● Work order: Every entry is to be set down a second time, precisely as written.

Dataset records section start

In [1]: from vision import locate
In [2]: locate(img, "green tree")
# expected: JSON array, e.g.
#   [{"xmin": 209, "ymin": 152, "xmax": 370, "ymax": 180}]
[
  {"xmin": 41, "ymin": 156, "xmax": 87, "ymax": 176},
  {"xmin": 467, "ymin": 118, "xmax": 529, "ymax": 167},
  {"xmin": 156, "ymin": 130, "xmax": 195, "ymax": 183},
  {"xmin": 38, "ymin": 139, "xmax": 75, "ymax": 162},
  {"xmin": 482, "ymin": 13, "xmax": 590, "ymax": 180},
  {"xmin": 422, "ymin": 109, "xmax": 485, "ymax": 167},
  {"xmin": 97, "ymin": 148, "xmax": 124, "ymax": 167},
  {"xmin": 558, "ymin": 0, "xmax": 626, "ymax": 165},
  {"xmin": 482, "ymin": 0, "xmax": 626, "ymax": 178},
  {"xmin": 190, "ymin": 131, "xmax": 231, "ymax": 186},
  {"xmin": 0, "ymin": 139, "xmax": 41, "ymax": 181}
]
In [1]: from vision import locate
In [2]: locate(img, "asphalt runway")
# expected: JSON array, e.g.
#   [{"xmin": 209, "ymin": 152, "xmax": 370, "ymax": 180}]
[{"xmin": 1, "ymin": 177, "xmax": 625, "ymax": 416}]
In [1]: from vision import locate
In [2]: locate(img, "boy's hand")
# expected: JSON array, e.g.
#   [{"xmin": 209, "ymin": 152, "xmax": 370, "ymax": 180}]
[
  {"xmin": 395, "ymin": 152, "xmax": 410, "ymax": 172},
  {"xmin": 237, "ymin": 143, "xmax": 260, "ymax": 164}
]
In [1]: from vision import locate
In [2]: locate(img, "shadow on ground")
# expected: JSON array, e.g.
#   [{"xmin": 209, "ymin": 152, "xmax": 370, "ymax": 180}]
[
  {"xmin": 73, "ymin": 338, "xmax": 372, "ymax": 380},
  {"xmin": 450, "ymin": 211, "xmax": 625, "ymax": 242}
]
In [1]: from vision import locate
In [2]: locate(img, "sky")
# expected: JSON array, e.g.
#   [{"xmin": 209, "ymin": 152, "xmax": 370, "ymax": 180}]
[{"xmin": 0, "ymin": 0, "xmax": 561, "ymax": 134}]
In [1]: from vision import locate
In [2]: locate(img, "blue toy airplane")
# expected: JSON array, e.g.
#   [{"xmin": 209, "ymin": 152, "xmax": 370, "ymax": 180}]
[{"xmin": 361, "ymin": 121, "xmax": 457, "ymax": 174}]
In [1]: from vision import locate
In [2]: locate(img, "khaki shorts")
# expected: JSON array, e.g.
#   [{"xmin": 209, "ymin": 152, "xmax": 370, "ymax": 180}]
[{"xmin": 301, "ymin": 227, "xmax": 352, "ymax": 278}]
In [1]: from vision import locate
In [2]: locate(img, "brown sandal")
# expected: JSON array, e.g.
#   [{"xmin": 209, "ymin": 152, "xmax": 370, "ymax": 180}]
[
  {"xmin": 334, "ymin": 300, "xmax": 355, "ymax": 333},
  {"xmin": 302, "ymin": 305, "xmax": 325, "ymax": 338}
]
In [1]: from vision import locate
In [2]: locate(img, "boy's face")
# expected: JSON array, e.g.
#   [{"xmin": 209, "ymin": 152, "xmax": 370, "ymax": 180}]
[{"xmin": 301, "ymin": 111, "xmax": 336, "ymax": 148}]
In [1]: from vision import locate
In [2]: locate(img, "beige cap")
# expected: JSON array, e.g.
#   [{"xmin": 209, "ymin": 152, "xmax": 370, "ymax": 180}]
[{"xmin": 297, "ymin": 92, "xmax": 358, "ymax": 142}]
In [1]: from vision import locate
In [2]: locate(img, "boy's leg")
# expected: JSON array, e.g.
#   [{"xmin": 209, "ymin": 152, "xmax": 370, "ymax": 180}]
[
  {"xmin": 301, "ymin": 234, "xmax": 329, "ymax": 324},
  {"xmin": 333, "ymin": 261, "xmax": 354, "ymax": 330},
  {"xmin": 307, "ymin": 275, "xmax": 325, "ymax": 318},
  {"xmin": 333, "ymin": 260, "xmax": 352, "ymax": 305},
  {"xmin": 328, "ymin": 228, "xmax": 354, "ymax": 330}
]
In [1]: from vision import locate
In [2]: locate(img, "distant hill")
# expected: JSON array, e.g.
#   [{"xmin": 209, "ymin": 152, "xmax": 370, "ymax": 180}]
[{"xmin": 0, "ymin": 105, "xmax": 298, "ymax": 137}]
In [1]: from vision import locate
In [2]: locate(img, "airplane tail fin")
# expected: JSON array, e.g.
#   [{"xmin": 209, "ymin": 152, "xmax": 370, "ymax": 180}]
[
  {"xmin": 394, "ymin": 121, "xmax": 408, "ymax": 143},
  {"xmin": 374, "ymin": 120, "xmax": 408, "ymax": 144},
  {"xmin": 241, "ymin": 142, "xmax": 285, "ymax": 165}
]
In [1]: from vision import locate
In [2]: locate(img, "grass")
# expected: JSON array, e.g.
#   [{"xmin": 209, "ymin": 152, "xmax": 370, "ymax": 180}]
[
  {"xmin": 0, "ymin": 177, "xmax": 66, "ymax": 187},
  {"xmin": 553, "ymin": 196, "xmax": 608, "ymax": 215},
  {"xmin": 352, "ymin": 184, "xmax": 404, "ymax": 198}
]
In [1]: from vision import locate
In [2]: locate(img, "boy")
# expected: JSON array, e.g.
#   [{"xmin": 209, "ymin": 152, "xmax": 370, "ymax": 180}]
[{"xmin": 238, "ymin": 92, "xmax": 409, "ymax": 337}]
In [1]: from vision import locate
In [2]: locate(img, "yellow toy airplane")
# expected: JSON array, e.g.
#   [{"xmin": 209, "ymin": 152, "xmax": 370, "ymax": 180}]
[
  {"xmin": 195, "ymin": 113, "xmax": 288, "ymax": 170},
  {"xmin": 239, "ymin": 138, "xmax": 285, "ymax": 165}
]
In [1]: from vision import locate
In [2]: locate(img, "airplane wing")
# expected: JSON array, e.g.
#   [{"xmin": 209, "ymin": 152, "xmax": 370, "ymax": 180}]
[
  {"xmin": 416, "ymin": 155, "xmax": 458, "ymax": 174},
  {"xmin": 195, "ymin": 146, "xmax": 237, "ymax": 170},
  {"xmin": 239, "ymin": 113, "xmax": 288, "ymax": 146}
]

Dataset records section end

● Expected answer:
In [1]: from vision import locate
In [2]: locate(img, "green tree")
# expected: JSON array, e.g.
#   [{"xmin": 209, "ymin": 152, "xmax": 370, "ymax": 180}]
[
  {"xmin": 41, "ymin": 156, "xmax": 87, "ymax": 176},
  {"xmin": 467, "ymin": 118, "xmax": 529, "ymax": 167},
  {"xmin": 156, "ymin": 130, "xmax": 195, "ymax": 183},
  {"xmin": 38, "ymin": 139, "xmax": 75, "ymax": 162},
  {"xmin": 482, "ymin": 13, "xmax": 590, "ymax": 180},
  {"xmin": 422, "ymin": 109, "xmax": 485, "ymax": 167},
  {"xmin": 97, "ymin": 148, "xmax": 124, "ymax": 167},
  {"xmin": 558, "ymin": 0, "xmax": 626, "ymax": 165},
  {"xmin": 482, "ymin": 0, "xmax": 626, "ymax": 178},
  {"xmin": 190, "ymin": 131, "xmax": 231, "ymax": 186},
  {"xmin": 0, "ymin": 139, "xmax": 41, "ymax": 181}
]
In [1]: from vision import locate
In [2]: locate(img, "asphalt runway")
# expected: JSON array, e.g.
#   [{"xmin": 209, "ymin": 152, "xmax": 370, "ymax": 180}]
[{"xmin": 1, "ymin": 177, "xmax": 625, "ymax": 416}]
In [1]: from vision import locate
In [2]: locate(img, "boy's hand")
# expected: JSON array, e.g.
#   [{"xmin": 209, "ymin": 152, "xmax": 370, "ymax": 180}]
[
  {"xmin": 395, "ymin": 152, "xmax": 410, "ymax": 172},
  {"xmin": 237, "ymin": 143, "xmax": 260, "ymax": 164}
]
In [1]: from vision import locate
In [2]: locate(img, "shadow on ground")
# expected: JSON array, e.g.
#   [{"xmin": 209, "ymin": 152, "xmax": 370, "ymax": 180}]
[
  {"xmin": 73, "ymin": 338, "xmax": 372, "ymax": 380},
  {"xmin": 450, "ymin": 211, "xmax": 625, "ymax": 242}
]
In [1]: from vision import locate
In [2]: locate(img, "sky")
# expected: JSON array, e.g.
#   [{"xmin": 209, "ymin": 152, "xmax": 370, "ymax": 180}]
[{"xmin": 0, "ymin": 0, "xmax": 561, "ymax": 134}]
In [1]: from vision import locate
In [2]: locate(img, "blue toy airplane")
# expected: JSON array, e.g.
#   [{"xmin": 209, "ymin": 152, "xmax": 370, "ymax": 180}]
[{"xmin": 361, "ymin": 121, "xmax": 457, "ymax": 174}]
In [1]: from vision import locate
In [2]: locate(img, "khaki shorts")
# expected: JSON array, e.g.
#   [{"xmin": 209, "ymin": 152, "xmax": 370, "ymax": 180}]
[{"xmin": 301, "ymin": 227, "xmax": 352, "ymax": 278}]
In [1]: from vision import locate
In [2]: locate(img, "brown sandal")
# expected: JSON array, e.g.
#   [{"xmin": 209, "ymin": 152, "xmax": 370, "ymax": 180}]
[
  {"xmin": 334, "ymin": 300, "xmax": 355, "ymax": 333},
  {"xmin": 302, "ymin": 305, "xmax": 325, "ymax": 338}
]
In [1]: from vision import locate
In [2]: locate(img, "boy's face")
# expected: JSON array, e.g.
#   [{"xmin": 209, "ymin": 152, "xmax": 370, "ymax": 180}]
[{"xmin": 301, "ymin": 111, "xmax": 336, "ymax": 148}]
In [1]: from vision import locate
In [2]: locate(img, "beige cap")
# expected: JSON array, e.g.
#   [{"xmin": 209, "ymin": 152, "xmax": 370, "ymax": 180}]
[{"xmin": 297, "ymin": 92, "xmax": 358, "ymax": 142}]
In [1]: from vision import locate
In [2]: locate(img, "boy's leg")
# expected: JSON array, e.g.
#   [{"xmin": 209, "ymin": 152, "xmax": 370, "ymax": 180}]
[
  {"xmin": 301, "ymin": 234, "xmax": 329, "ymax": 324},
  {"xmin": 333, "ymin": 261, "xmax": 354, "ymax": 330},
  {"xmin": 307, "ymin": 275, "xmax": 325, "ymax": 318},
  {"xmin": 333, "ymin": 260, "xmax": 352, "ymax": 305},
  {"xmin": 328, "ymin": 228, "xmax": 354, "ymax": 330}
]
In [1]: from vision import locate
In [2]: locate(img, "distant hill")
# expected: JSON array, e.g.
#   [{"xmin": 209, "ymin": 152, "xmax": 370, "ymax": 180}]
[{"xmin": 0, "ymin": 105, "xmax": 298, "ymax": 137}]
In [1]: from vision import locate
In [2]: locate(img, "airplane tail fin")
# expected: JSON array, e.g.
#   [{"xmin": 209, "ymin": 152, "xmax": 370, "ymax": 180}]
[
  {"xmin": 394, "ymin": 121, "xmax": 408, "ymax": 143},
  {"xmin": 374, "ymin": 120, "xmax": 408, "ymax": 144},
  {"xmin": 241, "ymin": 142, "xmax": 285, "ymax": 165}
]
In [1]: from vision import locate
In [2]: locate(img, "grass")
# expected: JSON array, e.g.
#   [{"xmin": 209, "ymin": 152, "xmax": 370, "ymax": 180}]
[
  {"xmin": 0, "ymin": 177, "xmax": 66, "ymax": 187},
  {"xmin": 553, "ymin": 196, "xmax": 608, "ymax": 215},
  {"xmin": 352, "ymin": 184, "xmax": 404, "ymax": 198}
]
In [1]: from vision import locate
In [2]: locate(img, "boy")
# expected: JSON array, e.g.
#   [{"xmin": 209, "ymin": 152, "xmax": 370, "ymax": 180}]
[{"xmin": 238, "ymin": 92, "xmax": 409, "ymax": 337}]
In [1]: from vision import locate
In [2]: locate(img, "yellow toy airplane")
# expected: JSON array, e.g.
#   [{"xmin": 209, "ymin": 152, "xmax": 370, "ymax": 180}]
[
  {"xmin": 195, "ymin": 113, "xmax": 288, "ymax": 170},
  {"xmin": 239, "ymin": 138, "xmax": 285, "ymax": 165}
]
In [1]: from vision import locate
In [2]: locate(img, "airplane wing")
# expected: JSON array, e.g.
#   [{"xmin": 209, "ymin": 152, "xmax": 370, "ymax": 180}]
[
  {"xmin": 416, "ymin": 155, "xmax": 458, "ymax": 174},
  {"xmin": 195, "ymin": 146, "xmax": 237, "ymax": 170},
  {"xmin": 239, "ymin": 113, "xmax": 288, "ymax": 146}
]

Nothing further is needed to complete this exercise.